WORK TO BE COMPLETED |
Lines from the one containing "the horse's hind" to the end of the data below are to be restated exactly, with both ends included and nothing else.

Stored dataset items:
════

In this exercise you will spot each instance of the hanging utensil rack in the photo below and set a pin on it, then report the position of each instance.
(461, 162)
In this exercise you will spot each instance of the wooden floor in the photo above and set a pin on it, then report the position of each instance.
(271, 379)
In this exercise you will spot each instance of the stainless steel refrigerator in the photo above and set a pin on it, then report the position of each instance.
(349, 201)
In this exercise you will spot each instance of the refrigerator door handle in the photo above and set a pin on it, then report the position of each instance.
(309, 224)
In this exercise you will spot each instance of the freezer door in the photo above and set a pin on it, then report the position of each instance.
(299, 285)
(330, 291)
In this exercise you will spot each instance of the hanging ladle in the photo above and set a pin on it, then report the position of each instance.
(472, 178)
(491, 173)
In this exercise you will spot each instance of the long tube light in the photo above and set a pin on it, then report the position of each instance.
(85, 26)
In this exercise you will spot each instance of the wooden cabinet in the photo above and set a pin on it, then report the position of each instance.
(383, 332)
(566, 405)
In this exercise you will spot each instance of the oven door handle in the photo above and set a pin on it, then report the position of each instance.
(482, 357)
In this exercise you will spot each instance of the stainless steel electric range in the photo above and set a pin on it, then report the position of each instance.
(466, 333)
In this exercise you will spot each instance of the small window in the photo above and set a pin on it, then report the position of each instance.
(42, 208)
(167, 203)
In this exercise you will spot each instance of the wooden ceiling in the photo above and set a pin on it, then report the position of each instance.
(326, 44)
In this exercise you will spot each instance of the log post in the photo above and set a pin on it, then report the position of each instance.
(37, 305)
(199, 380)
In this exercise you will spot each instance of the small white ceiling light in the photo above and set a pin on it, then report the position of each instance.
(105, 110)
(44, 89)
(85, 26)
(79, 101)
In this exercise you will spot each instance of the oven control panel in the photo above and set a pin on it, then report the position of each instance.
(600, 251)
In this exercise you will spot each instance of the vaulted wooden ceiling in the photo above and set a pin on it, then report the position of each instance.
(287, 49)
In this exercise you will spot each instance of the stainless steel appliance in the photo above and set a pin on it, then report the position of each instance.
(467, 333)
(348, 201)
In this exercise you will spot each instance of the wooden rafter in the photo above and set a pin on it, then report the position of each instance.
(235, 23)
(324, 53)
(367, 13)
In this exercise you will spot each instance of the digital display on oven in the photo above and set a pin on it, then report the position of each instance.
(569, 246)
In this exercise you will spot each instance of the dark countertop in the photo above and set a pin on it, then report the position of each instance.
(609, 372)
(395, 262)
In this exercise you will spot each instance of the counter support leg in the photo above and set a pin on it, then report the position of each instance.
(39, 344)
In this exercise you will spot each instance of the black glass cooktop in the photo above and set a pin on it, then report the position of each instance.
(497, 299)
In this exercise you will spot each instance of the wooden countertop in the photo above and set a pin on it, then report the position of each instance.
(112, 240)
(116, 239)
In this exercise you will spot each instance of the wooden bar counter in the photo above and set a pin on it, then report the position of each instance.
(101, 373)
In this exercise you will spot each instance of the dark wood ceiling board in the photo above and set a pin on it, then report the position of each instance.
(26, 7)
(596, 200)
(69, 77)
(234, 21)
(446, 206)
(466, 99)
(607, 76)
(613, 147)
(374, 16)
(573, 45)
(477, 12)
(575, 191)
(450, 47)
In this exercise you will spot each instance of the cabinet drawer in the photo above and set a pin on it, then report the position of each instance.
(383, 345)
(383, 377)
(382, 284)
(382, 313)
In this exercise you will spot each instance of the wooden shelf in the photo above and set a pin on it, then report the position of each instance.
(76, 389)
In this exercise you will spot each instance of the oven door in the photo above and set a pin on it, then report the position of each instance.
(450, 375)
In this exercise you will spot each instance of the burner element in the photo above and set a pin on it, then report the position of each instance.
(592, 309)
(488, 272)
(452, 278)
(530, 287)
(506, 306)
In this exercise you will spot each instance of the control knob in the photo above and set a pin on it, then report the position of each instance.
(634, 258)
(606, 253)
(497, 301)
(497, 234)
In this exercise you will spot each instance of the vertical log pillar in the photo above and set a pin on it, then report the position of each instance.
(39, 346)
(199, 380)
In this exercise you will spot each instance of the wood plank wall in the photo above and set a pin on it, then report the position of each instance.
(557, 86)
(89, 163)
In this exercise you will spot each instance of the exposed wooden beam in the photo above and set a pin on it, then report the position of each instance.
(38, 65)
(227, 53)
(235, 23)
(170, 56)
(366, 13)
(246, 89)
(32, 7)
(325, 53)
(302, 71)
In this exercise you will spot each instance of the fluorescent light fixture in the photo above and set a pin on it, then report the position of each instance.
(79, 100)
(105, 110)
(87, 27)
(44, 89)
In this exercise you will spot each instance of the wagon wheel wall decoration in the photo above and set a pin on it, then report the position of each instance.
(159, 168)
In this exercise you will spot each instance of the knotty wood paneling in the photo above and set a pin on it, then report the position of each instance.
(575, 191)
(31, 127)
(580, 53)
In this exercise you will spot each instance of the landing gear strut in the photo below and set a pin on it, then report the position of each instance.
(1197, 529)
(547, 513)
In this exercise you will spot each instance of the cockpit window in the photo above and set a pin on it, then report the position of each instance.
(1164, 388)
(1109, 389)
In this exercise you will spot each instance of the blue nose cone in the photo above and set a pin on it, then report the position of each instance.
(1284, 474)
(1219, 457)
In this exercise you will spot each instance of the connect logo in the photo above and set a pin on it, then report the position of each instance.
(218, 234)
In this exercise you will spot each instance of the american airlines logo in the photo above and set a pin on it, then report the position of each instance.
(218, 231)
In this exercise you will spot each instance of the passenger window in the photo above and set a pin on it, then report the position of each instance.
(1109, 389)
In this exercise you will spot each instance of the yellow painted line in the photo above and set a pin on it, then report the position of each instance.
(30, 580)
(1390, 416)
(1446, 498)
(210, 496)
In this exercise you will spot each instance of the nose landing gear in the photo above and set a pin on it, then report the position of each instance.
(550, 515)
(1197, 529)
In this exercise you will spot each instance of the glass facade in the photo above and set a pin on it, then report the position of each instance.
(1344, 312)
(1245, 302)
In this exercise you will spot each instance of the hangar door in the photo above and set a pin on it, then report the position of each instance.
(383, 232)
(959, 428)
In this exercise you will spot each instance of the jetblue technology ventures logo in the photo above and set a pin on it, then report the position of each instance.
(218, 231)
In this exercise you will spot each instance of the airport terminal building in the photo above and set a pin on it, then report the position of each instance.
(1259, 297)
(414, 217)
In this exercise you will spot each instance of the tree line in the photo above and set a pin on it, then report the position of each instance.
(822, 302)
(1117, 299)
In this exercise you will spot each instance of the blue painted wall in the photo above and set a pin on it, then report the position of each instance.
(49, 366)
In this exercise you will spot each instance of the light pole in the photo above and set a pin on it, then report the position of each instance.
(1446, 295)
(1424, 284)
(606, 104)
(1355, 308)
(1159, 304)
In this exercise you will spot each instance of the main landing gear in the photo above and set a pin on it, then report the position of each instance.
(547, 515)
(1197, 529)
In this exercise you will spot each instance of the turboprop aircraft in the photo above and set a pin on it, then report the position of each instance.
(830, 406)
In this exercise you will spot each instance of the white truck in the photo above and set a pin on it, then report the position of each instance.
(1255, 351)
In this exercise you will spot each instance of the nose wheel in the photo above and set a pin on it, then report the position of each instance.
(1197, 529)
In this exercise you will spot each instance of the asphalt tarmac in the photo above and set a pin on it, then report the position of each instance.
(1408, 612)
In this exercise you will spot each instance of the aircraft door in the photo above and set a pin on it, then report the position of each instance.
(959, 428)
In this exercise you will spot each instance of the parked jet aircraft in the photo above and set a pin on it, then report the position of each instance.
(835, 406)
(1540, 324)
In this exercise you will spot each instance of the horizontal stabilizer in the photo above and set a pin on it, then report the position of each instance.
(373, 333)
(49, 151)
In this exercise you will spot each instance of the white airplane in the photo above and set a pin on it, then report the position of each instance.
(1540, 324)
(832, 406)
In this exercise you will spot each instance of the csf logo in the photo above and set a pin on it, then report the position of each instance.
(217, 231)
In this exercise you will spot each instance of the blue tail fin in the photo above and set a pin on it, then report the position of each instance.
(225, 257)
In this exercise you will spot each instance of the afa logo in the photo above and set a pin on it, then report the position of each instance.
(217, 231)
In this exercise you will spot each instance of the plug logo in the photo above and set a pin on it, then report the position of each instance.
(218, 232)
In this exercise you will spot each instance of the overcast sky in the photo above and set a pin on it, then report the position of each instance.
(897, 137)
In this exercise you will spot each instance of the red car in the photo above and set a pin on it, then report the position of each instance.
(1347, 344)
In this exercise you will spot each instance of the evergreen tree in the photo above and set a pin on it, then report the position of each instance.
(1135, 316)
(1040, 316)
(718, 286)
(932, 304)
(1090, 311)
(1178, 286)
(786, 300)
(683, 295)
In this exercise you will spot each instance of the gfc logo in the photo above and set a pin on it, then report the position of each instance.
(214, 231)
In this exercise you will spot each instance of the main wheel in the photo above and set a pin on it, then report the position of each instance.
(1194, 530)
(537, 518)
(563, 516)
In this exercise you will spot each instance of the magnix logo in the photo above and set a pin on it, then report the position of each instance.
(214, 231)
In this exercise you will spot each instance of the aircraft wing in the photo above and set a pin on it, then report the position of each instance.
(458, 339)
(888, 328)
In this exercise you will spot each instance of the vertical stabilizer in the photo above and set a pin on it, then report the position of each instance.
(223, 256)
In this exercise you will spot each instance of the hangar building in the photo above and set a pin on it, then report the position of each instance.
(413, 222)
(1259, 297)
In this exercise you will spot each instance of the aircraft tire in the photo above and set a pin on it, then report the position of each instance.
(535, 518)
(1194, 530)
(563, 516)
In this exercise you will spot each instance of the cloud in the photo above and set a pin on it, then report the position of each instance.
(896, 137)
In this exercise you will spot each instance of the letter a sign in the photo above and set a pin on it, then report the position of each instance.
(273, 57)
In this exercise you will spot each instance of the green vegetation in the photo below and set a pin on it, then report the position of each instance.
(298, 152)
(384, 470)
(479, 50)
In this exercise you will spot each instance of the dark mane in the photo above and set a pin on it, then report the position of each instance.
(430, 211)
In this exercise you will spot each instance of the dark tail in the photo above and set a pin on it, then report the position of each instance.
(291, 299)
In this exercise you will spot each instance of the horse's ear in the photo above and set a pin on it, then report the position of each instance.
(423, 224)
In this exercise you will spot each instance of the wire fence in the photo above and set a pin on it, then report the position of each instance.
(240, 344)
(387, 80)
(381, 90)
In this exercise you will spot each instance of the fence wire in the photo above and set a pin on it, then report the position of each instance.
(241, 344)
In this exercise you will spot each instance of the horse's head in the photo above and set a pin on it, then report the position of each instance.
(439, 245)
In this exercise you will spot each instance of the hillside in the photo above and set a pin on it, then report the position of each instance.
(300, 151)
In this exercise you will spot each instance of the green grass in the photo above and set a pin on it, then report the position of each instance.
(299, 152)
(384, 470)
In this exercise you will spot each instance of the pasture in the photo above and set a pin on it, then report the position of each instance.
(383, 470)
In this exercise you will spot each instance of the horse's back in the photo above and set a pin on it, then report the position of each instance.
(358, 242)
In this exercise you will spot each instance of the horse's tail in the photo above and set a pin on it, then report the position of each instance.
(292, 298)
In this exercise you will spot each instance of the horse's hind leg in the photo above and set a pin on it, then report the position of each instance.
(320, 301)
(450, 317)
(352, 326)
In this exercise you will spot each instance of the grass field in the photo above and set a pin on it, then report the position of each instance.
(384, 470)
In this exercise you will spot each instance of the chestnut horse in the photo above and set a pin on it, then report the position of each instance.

════

THE COMPLETED TASK |
In this exercise you will spot each instance of the horse's hind leg in the photo above and set a pin on it, then report the position of each instance.
(320, 301)
(450, 317)
(352, 326)
In this exercise you will spot each instance of the grass field in the photo above and set a pin on it, then report the position of each instance.
(384, 470)
In this exercise you will spot each instance of the chestnut horse in the photo above and set a pin on it, then report the position of each instance.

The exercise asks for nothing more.